Schwartz & Gross

From the West End Preservation Society

“Developers often worked with a small group of architects who specialized in the design and planning of apartment buildings that would meet all of the local regulations while simultaneously providing units planned to meet the expectations of the upper-middle-class households who could afford West End Avenue rents. The most prolific architect active on West End Avenue was the firm of Schwartz & Gross (Figures 8-9). Simon Schwartz and Arthur Gross, architects who had met while studying at the Hebrew Technical Institute, were apartment house experts, responsible for twenty-five buildings on West End Avenue and several hundred elsewhere in Manhattan.”
Andrew S. Dolkart, West End Avenue Survey pg 25

“Although Schwartz & Gross’s office designed scores of apartment buildings faced with Renaissance and Neo-Classical detail, they occasionally designed a building with extraordinarily unusual Arts and Crafts detail, with features seemingly inspired by the decorative designs of Louis Sullivan, notable on two of West End Avenue’s most beautiful buildings, the Chautauqua at no. 574, on the southeast corner of West 88th Street (1911, figure 7) and the Cleburne at no. 924, on the northeast corner of 105th Street (1912).”

Extracted records:
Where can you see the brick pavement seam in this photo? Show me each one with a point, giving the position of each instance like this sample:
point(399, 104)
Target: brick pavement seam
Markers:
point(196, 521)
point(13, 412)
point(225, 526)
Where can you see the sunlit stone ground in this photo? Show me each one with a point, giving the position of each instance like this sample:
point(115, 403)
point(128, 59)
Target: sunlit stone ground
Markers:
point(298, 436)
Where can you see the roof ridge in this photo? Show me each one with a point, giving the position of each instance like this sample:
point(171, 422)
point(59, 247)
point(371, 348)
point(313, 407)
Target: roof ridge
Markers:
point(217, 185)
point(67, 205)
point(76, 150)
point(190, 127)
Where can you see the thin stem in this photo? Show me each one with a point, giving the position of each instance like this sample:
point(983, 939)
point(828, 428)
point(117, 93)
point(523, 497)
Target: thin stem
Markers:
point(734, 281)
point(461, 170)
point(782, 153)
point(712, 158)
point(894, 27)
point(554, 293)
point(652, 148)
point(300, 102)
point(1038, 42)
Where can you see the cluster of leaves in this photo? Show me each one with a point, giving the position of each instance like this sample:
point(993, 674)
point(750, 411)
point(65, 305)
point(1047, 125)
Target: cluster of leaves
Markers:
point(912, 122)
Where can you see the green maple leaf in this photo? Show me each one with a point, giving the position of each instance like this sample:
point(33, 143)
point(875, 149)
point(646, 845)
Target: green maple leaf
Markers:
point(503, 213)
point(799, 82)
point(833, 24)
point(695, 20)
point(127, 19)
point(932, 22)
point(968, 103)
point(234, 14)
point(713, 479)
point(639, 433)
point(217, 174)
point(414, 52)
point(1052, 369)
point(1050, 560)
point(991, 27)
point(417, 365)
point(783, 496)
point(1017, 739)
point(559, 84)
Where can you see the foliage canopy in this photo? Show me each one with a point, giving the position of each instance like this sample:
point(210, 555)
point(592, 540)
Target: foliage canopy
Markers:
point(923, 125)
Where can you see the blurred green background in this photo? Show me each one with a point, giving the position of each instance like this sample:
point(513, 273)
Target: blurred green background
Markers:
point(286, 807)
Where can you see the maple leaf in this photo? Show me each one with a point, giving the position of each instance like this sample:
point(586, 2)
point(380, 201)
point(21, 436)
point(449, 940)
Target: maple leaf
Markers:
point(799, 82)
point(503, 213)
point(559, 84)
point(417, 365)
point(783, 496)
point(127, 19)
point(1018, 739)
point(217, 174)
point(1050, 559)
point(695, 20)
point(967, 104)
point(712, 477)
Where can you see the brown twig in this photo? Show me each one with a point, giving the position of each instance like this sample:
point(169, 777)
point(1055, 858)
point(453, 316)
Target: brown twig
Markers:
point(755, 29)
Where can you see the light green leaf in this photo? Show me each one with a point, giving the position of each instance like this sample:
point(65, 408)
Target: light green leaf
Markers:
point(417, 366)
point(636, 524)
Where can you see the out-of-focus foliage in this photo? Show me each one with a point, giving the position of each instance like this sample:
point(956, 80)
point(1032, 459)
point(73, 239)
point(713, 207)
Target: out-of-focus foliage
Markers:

▶ PROBLEMS TO SOLVE
1/ According to the Schwartz & Gross passage, how many buildings on West End Avenue was the firm responsible for?
2/ Pick up the Schwartz & Gross passage after its final sentence and carry it forward.

▶ RESPONSE LIST
1/ Twenty-five buildings.

2/
Andrew S. Dolkart, West End Avenue Survey ppg 26-7

“As a neighborhood that was part of the first wave of middle-class apartment-house construction in New York City, Morningside Heights contains an early concentration of speculative apartment buildings designed by these architects. Three firms, George Pelham, Neville & Bagge, and Schwartz & Gross, were responsible for more than half of the apartment houses on Morningside Heights and, indeed, for thousands of other apartment buildings located throughout Manhattan. Thus, they were among the most prolific designers ever to work in New York City. Although generally unheralded, it was Schwartz & Gross, George Pelham, Neville & Bagge, and other speculator architects who, by the sheer volume of their work, created the architectural character and texture of many of New York’s neighborhoods, while more prestigious architects like McKim, Mead & White, Carrere & Hastings, and Delano & Aldrich designed only a small number of great monuments that are set amidst the city’s more typical speculative buildings.”
Andrew S. Dolkart, Morningside Heights: A History of Its Architecture and Development pg 295

Buildings on West End Avenue include: 260, 290, 305, 375, 440, 500, 525, 574, 588, 617, 700, 740, 771, 845, 855, 924 and 949.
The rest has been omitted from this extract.